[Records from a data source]

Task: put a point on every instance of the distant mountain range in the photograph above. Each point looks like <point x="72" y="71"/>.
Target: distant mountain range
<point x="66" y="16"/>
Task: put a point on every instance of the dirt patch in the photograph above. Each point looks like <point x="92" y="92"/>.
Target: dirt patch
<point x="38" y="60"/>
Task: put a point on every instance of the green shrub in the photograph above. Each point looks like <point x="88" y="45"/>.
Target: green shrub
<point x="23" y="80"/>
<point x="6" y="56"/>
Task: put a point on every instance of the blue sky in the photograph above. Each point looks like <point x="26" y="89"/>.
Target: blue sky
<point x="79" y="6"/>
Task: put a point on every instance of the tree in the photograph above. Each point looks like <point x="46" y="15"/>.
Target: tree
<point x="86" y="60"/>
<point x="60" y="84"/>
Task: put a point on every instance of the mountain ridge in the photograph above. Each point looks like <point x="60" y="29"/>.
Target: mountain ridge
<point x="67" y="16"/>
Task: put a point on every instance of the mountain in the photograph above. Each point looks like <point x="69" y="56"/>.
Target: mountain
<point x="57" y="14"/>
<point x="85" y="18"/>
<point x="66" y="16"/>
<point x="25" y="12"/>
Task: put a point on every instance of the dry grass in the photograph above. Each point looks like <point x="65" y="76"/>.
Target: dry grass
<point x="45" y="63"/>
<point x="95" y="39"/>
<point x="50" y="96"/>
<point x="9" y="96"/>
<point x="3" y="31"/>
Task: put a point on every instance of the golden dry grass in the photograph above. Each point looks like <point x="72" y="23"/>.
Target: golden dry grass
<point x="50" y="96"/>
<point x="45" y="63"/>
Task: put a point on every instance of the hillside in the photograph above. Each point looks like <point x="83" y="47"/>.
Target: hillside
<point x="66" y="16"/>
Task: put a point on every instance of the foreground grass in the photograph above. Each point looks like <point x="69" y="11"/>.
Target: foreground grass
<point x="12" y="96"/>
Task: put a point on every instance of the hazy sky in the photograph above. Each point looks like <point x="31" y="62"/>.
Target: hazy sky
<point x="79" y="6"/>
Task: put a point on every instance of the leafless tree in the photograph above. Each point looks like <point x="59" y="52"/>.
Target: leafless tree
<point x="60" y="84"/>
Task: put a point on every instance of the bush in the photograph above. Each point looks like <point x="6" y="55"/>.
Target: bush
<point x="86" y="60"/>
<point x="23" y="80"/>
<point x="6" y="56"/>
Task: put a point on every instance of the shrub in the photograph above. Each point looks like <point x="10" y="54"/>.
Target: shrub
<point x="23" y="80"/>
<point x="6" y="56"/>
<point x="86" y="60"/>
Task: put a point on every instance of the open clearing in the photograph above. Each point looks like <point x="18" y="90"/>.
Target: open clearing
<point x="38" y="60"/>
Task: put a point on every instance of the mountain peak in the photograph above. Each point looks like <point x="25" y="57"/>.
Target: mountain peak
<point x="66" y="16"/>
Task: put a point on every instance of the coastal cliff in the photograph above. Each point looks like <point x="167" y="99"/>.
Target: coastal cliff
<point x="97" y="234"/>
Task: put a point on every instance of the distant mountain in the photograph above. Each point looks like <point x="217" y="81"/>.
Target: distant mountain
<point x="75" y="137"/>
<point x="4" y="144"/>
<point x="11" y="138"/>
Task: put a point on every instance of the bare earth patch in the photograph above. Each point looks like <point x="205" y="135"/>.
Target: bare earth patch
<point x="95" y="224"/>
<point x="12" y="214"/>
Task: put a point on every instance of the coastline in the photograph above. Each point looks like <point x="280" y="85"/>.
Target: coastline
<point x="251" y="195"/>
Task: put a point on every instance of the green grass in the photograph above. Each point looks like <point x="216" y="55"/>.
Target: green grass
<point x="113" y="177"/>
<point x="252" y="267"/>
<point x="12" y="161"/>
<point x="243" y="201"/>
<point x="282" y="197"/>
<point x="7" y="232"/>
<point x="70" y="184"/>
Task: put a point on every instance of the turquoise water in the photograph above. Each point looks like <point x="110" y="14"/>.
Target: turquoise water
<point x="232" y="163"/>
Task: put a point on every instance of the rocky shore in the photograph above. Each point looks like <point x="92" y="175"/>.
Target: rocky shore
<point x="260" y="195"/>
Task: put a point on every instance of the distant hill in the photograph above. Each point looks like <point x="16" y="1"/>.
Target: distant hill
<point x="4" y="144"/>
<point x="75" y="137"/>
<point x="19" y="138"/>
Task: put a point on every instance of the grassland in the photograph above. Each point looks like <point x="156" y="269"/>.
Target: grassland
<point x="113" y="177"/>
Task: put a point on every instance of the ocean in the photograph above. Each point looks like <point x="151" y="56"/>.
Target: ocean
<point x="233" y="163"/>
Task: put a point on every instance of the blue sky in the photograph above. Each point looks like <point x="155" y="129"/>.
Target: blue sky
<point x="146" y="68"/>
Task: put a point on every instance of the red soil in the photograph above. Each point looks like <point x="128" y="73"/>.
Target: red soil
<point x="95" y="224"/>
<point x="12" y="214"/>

Written exercise: Print only the lines from the one with "Task: put a point on every instance of the coastline" to the end of the records, both included.

Written solution:
Task: put a point on every instance of the coastline in the photograph above. Each point looks like <point x="280" y="85"/>.
Target: coastline
<point x="251" y="195"/>
Task: put a point on every instance of the green grass in the photograph above. Each point looks like <point x="216" y="55"/>.
Target: green grass
<point x="113" y="177"/>
<point x="252" y="267"/>
<point x="12" y="161"/>
<point x="243" y="201"/>
<point x="282" y="197"/>
<point x="7" y="232"/>
<point x="70" y="184"/>
Task: put a point on every instance of the turquoise water in the photograph above. Each point looks like <point x="110" y="14"/>.
Target: turquoise water
<point x="232" y="163"/>
Task: put a point on every instance of the rocky shore in the photograph above. Each point looks like <point x="92" y="175"/>.
Target: rocky shore
<point x="260" y="195"/>
Task: put a point on every instance of the distant hill in the photograph above. Each point looks like <point x="16" y="1"/>.
Target: distant hill
<point x="4" y="144"/>
<point x="75" y="137"/>
<point x="19" y="138"/>
Task: put a point on every instance of the grassland in the photograph above. Each point looks like <point x="156" y="269"/>.
Target: grassland
<point x="113" y="177"/>
Task: put a point on every instance of the ocean in the photograph above. Each point looks like <point x="151" y="56"/>.
Target: ocean
<point x="233" y="163"/>
Task: put a point on every instance of the blue sky in the photograph above. Each point looks like <point x="155" y="129"/>.
Target: blue sky
<point x="146" y="68"/>
Task: put a point on every instance of the red soil in the photograph above. Each point looks like <point x="128" y="73"/>.
Target: red soil
<point x="95" y="224"/>
<point x="12" y="214"/>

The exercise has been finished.